Write out the material word for word, starting at its first line and stopping after the line that contains "[1151, 544]".

(Pointing records)
──────────────────────────────
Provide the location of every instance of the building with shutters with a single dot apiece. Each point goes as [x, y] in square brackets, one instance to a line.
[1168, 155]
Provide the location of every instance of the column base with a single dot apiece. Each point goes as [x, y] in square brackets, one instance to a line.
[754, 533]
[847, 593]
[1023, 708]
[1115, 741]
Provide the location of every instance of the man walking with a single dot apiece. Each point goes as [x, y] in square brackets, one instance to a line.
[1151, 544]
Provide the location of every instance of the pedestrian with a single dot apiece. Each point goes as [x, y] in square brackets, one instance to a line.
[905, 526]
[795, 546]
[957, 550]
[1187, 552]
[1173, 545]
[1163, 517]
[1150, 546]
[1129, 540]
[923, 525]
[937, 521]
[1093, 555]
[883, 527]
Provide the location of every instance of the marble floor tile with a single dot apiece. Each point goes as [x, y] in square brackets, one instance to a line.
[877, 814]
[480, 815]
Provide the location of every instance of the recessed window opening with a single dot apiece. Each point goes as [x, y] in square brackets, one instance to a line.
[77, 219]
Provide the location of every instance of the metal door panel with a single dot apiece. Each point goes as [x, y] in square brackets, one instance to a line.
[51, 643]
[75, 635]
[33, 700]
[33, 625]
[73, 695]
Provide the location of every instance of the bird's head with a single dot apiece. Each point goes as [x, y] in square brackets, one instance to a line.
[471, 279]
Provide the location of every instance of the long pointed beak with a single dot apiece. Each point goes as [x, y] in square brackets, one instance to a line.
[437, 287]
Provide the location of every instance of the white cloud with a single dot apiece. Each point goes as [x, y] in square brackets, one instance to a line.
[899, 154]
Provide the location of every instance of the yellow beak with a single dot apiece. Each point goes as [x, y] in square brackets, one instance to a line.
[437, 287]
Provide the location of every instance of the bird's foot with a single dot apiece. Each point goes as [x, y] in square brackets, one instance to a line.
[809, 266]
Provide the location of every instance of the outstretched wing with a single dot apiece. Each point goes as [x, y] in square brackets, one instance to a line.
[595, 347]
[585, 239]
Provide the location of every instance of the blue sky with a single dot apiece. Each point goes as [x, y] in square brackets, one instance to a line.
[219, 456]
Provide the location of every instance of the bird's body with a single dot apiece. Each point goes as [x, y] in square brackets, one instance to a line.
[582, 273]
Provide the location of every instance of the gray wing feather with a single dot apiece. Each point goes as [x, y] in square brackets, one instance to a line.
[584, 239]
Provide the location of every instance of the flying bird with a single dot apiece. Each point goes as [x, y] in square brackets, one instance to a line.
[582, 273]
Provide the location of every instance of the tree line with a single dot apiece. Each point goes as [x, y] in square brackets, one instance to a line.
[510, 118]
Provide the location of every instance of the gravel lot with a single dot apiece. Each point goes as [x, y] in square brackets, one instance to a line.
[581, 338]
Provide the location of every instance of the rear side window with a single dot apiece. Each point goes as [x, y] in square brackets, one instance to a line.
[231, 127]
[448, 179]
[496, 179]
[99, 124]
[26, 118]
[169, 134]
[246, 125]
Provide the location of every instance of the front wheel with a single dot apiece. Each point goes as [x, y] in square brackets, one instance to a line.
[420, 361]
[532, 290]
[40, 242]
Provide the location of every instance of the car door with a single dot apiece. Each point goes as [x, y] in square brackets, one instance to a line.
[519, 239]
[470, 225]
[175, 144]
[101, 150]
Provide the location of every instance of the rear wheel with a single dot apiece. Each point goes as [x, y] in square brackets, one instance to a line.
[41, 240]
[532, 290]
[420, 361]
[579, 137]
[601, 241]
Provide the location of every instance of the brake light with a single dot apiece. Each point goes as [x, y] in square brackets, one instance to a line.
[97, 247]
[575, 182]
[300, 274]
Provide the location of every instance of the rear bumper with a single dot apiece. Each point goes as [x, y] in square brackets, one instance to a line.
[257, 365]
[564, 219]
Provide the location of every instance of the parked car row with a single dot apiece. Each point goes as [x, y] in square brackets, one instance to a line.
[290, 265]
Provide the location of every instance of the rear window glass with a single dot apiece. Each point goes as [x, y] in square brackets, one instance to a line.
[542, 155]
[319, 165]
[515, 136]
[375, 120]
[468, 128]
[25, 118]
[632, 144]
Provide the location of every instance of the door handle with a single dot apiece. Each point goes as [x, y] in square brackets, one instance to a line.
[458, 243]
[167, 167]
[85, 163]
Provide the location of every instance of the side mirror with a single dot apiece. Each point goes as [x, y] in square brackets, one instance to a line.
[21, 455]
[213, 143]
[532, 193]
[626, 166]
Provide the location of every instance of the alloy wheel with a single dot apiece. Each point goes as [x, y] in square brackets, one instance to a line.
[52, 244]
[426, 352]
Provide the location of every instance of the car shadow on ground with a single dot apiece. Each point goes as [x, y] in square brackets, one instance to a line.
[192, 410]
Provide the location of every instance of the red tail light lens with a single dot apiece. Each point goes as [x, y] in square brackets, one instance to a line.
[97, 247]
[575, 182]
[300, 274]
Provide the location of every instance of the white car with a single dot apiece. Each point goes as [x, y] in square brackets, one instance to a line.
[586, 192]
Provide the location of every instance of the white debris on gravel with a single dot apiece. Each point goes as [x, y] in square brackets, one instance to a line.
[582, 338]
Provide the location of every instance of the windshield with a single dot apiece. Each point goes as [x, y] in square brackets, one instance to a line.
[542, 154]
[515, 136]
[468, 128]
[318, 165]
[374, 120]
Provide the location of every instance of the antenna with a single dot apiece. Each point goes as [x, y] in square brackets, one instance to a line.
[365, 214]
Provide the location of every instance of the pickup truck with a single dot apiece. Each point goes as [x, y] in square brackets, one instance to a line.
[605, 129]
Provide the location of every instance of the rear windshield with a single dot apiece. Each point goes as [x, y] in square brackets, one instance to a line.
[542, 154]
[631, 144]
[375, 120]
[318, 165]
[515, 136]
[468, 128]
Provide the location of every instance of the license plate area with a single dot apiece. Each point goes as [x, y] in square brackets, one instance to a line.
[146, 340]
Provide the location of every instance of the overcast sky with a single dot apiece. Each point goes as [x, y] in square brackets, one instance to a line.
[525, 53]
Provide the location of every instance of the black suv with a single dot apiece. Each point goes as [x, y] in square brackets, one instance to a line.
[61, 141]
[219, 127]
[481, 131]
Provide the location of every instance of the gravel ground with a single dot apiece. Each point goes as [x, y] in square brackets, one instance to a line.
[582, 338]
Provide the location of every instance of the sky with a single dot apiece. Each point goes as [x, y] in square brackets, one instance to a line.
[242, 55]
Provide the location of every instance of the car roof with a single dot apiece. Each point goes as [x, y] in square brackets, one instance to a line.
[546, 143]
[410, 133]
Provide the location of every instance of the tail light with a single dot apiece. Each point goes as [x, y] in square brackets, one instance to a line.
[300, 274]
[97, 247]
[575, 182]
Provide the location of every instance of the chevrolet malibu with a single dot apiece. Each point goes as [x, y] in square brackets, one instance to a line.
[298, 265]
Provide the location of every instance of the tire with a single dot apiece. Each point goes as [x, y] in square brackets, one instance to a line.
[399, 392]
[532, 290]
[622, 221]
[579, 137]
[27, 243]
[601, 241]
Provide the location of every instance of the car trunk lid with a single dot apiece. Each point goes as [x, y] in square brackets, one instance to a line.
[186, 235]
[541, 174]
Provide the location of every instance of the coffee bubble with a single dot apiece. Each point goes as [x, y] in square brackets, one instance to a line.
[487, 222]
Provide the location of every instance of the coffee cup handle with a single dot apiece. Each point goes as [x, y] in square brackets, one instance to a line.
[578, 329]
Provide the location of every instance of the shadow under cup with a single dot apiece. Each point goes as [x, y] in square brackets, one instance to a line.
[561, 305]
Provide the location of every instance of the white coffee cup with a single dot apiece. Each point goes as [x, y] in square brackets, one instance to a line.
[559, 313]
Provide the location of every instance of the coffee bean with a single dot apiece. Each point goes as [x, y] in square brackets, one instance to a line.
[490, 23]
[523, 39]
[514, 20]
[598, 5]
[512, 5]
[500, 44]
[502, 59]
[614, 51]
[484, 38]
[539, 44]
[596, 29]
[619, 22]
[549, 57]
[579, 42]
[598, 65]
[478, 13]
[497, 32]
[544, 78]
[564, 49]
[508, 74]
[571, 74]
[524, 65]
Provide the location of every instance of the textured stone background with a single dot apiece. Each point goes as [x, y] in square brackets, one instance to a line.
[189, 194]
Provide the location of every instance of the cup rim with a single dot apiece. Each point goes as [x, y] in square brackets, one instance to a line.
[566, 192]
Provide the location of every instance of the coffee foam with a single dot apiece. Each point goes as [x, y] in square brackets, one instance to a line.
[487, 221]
──────────────────────────────
▶ TASK RESULT
Provide the location of every instance of the building with shutters with a single dot apiece. Each point goes as [x, y] in square brackets, one instance to a line.
[1168, 155]
Provide the location of every instance of the column base with a single dot apiece. Each point goes as [x, y] in square brackets, one instance to a line.
[754, 533]
[847, 593]
[1023, 708]
[1115, 741]
Provide the location of every instance of the man walking with a single dot apiece. Each point goes as [x, y] in square brackets, one instance to a line.
[1151, 544]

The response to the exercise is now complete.